**Text provided**
:::::

The AI Race Expands: Qualcomm Reveals “Cloud AI 100” Family of Datacenter AI Inference Accelerators for 2020
by Ryan Smith on April 9, 2019 12:30 PM ESTThe impact that advances in convolutional neural networking and other artificial intelligence technologies have made to the processor landscape in the last decade is unescapable. AI has become the buzzword, the catalyst, the thing that all processor makers want a piece of, and that all software vendors are eager to invest in to develop new features and new functionality. A market that outright didn’t exist at the start of this decade has over the last few years become a center of research and revenue, and already some processor vendors have built small empires out of it.
But this modern era of AI is still in its early days and the market has yet to find a ceiling; datacenters continue to buy AI accelerators in bulk, and deployment of the tech is increasingly ratcheting up in consumer processors as well. In a market that many believe is still up for grabs, processor markers across the globe are trying to figure out how they can become the dominant force in one of the greatest new processor markets in a generation. In short, the AI gold rush is in full swing, and right now everyone is lining up to sell the pickaxes.
In terms of the underlying technology and the manufacturers behind them, the AI gold rush has attracted interest from every corner of the technology world. This has ranged from GPU and CPU companies to FPGA firms, custom ASIC markers, and more. There is a need for inference at the edge, inference at the cloud, training in the cloud – AI processing at every level, served by a variety of processors. But among all of these facets of AI, the most lucrative market of all is the market at the top of this hierarchy: the datacenter. Expansive, expensive, and still growing by leaps and bounds, the datacenter market is the ultimate feast or famine setup, as operators are looking to buy nothing short of massive quantities of discrete processors. And now, one of the last juggernauts to sit on the sidelines of the datacenter AI market is finally making its move: Qualcomm
This morning at their first Qualcomm AI Day, the 800lb gorilla of the mobile world announced that they are getting into the AI accelerator market, and in an aggressive way. At their event, Qualcomm announced their first discrete dedicated AI processors, the Qualcomm Cloud AI 100 family. Designed from the ground up for the AI market and backed by what Qualcomm is promising to be an extensive software stack, the company is throwing their hat into the ring for 2020, looking to establish themselves as a major vendor of AI inference accelerators for a hungry market.

:::::

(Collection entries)
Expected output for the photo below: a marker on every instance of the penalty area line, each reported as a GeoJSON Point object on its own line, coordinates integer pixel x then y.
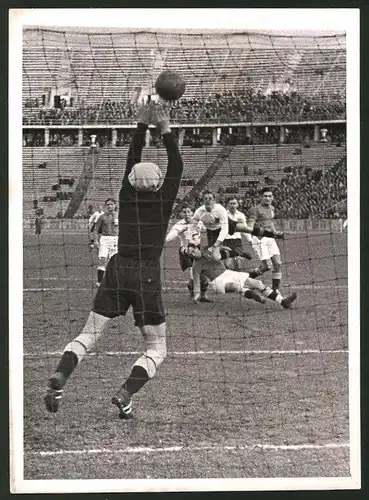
{"type": "Point", "coordinates": [190, 449]}
{"type": "Point", "coordinates": [200, 353]}
{"type": "Point", "coordinates": [172, 289]}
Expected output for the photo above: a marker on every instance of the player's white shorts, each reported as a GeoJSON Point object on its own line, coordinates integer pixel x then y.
{"type": "Point", "coordinates": [265, 247]}
{"type": "Point", "coordinates": [108, 247]}
{"type": "Point", "coordinates": [236, 278]}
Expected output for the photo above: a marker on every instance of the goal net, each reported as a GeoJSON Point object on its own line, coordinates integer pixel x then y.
{"type": "Point", "coordinates": [247, 390]}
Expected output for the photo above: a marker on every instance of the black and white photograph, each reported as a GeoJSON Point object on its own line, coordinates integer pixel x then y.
{"type": "Point", "coordinates": [184, 309]}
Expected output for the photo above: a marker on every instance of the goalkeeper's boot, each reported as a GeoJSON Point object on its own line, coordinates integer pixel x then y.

:::::

**Work instructions**
• A. Answer these questions using the article on Qualcomm's Cloud AI 100:
(i) Who wrote the article, and on what date?
(ii) At what event did Qualcomm make its announcement?
(iii) Which market does the article call the most lucrative of all?
• B. Translate this sentence from the Qualcomm article into Spanish: "At their event, Qualcomm announced their first discrete dedicated AI processors, the Qualcomm Cloud AI 100 family."
• C. Write the next few paragraphs of the article on Qualcomm's Cloud AI 100, starting after its last sentence.
None of the records are needed.

**Final results**
• A.
(i) Ryan Smith, on April 9, 2019.
(ii) Qualcomm's first Qualcomm AI Day.
(iii) The datacenter market.

• B. En su evento, Qualcomm anunció sus primeros procesadores de IA dedicados y discretos, la familia Qualcomm Cloud AI 100.

• C.
But before we too far into things here, it’s probably best to start with some context for today’s announcement. What Qualcomm is announcing today is almost more of a teaser than a proper reveal – and certainly far from a technology disclosure. The Cloud AI 100 family of accelerators are products that Qualcomm is putting together for the 2020 timeframe, with samples going out later this year. In short, we’re probably still a good year out from commercial products shipping, so Qualcomm is playing things cool, announcing their efforts and their rationale behind them, but not the underlying technology. For now it’s about making their intentions known well in advance, especially to the big customers they are going to try to woo. But still, today’s announcement is an important one, as Qualcomm has made it clear that they are going in a different direction than the two juggernauts they’ll be competing with: NVIDIA and Intel.
The Qualcomm Cloud AI 100 Architecture: Dedicated Inference ASIC
So what exactly is Qualcomm doing? In a nutshell, the company is developing a family of AI inference accelerators for the datacenter market. Though not quite a top-to-bottom initiative, these accelerators will come in a variety of form factors and TDPs to fit datacenter operator needs. And within this market Qualcomm expects to win by virtue of offering the most efficient inference accelerators on the market, offering performance well above current GPU and FPGA frontrunners.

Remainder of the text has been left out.